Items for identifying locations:
★ ★ ★
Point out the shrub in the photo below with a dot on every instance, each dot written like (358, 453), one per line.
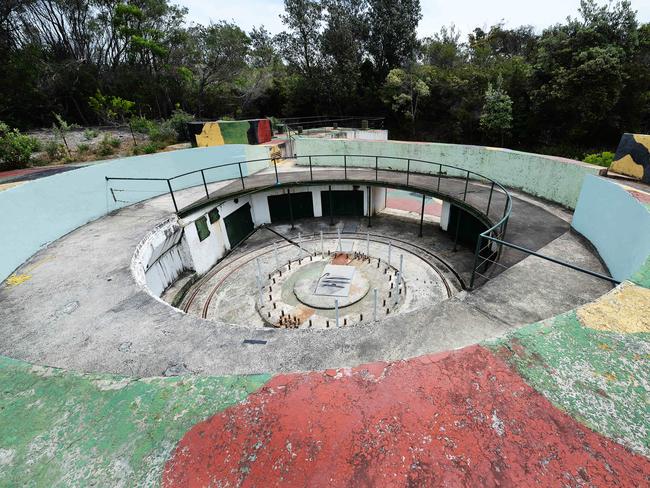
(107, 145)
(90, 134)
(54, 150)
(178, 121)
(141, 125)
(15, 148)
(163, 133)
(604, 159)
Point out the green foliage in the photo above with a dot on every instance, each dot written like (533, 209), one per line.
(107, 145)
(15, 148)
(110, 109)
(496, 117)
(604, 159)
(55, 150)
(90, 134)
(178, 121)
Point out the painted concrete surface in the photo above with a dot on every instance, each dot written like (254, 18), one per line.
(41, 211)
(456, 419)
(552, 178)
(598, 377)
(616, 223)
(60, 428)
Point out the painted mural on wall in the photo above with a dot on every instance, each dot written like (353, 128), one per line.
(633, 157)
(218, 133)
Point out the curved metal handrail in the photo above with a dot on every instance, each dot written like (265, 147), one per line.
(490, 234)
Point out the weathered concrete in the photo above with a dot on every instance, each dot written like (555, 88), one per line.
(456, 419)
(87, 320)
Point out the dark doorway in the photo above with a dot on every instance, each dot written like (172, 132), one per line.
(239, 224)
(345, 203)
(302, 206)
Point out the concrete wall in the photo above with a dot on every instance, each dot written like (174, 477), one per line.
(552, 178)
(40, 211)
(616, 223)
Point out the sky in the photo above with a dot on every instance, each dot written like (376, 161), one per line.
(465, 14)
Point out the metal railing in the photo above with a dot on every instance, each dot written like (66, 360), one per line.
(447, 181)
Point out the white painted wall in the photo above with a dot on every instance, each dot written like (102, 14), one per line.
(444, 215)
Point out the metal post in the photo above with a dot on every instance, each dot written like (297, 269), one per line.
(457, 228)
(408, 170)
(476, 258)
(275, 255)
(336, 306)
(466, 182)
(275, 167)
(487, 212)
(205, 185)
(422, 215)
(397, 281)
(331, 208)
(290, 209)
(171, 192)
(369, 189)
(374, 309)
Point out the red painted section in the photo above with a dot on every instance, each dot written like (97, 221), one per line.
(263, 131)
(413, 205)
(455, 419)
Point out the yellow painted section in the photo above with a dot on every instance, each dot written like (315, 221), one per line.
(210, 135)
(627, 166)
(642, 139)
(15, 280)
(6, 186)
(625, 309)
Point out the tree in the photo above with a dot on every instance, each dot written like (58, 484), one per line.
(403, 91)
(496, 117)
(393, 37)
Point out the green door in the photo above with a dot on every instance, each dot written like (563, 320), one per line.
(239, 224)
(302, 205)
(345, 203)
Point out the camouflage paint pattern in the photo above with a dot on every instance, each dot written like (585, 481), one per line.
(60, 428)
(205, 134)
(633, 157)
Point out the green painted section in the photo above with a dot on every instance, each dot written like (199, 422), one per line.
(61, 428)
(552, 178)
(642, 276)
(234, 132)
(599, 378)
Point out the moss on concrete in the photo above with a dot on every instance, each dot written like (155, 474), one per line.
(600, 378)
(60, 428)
★ ★ ★
* _Given problem_: Turn all the lines of the items above into a numbered list, skipping any blank lines. Leave the pictures out.

* _Answer to the task_:
1. Point out the shrub in the photo below with a dot on every instance, each dot written like (358, 453), one per line.
2. (107, 145)
3. (90, 134)
4. (54, 150)
5. (178, 121)
6. (141, 125)
7. (15, 148)
8. (163, 133)
9. (604, 159)
10. Point out the green foliage in the photo above with a dot on every instance, each dot written like (533, 209), one per line.
11. (107, 145)
12. (15, 148)
13. (110, 109)
14. (496, 117)
15. (604, 159)
16. (55, 150)
17. (90, 134)
18. (178, 121)
19. Point out the painted concrete surface in the photo above with a dot on every instance, each dot written like (254, 18), one per line.
20. (41, 211)
21. (456, 419)
22. (552, 178)
23. (598, 377)
24. (616, 223)
25. (60, 428)
26. Point out the painted mural on wall in the photo above with a dot on every instance, each dot written like (353, 128), one per line.
27. (633, 157)
28. (218, 133)
29. Point out the curved metal handrail in the photo above with a dot on every instance, each dot written like (265, 147), one per line.
30. (490, 234)
31. Point out the weathered concrete in the photo above with a dot on every instance, each dot written like (555, 88), one per line.
32. (456, 419)
33. (87, 320)
34. Point out the dark doorway in the photo above with a dot on every instance, each dot written like (172, 132), one per line.
35. (239, 224)
36. (345, 203)
37. (302, 206)
38. Point out the concrete wall in the photo above with a dot on every instance, each dot written like (174, 477), one per line.
39. (552, 178)
40. (40, 211)
41. (616, 223)
42. Point out the sky in the photo above with a dot on every instance, each dot written like (376, 161), one per line.
43. (465, 14)
44. Point out the metal railing in the photo above with a dot on every instance, each dot written like (66, 360), one per line.
45. (447, 181)
46. Point out the white painted wall in the photo above with a dot on every instance, each dot written like (102, 14), one per line.
47. (444, 215)
48. Point out the metal post in the photo above with a dot on every instance, each dot written like (297, 269), one per line.
49. (457, 228)
50. (408, 170)
51. (476, 258)
52. (275, 255)
53. (336, 306)
54. (466, 182)
55. (275, 167)
56. (487, 212)
57. (205, 185)
58. (422, 215)
59. (397, 281)
60. (331, 208)
61. (290, 209)
62. (171, 192)
63. (369, 189)
64. (374, 309)
65. Point out the red painted section in the photo above with a dot on every instance, each dot written like (97, 221), one per line.
66. (263, 131)
67. (413, 205)
68. (455, 419)
69. Point out the yellow painted section in the photo above with a dot on every instance, each dot written like (315, 221), one per line.
70. (210, 135)
71. (627, 166)
72. (642, 139)
73. (15, 280)
74. (6, 186)
75. (625, 309)
76. Point out the tree in the photo above with a dot on every instance, each dot written like (58, 484), one per line.
77. (403, 91)
78. (496, 117)
79. (393, 37)
80. Point out the green door in the photo above with a dot on every instance, each dot written like (563, 320), one per line.
81. (239, 224)
82. (302, 205)
83. (345, 203)
84. Point out the camouflage paint pattern in the photo above with a dot on every instance, each dot written like (585, 481), one per line.
85. (60, 428)
86. (205, 134)
87. (633, 157)
88. Point out the green painted section in the photo above with a dot on every instance, each dot written like (199, 422), one per line.
89. (61, 428)
90. (552, 178)
91. (642, 276)
92. (234, 132)
93. (599, 378)
94. Point out the moss on concrete in the photo above with a dot on every instance, each dot written like (155, 474), one per line.
95. (600, 378)
96. (60, 428)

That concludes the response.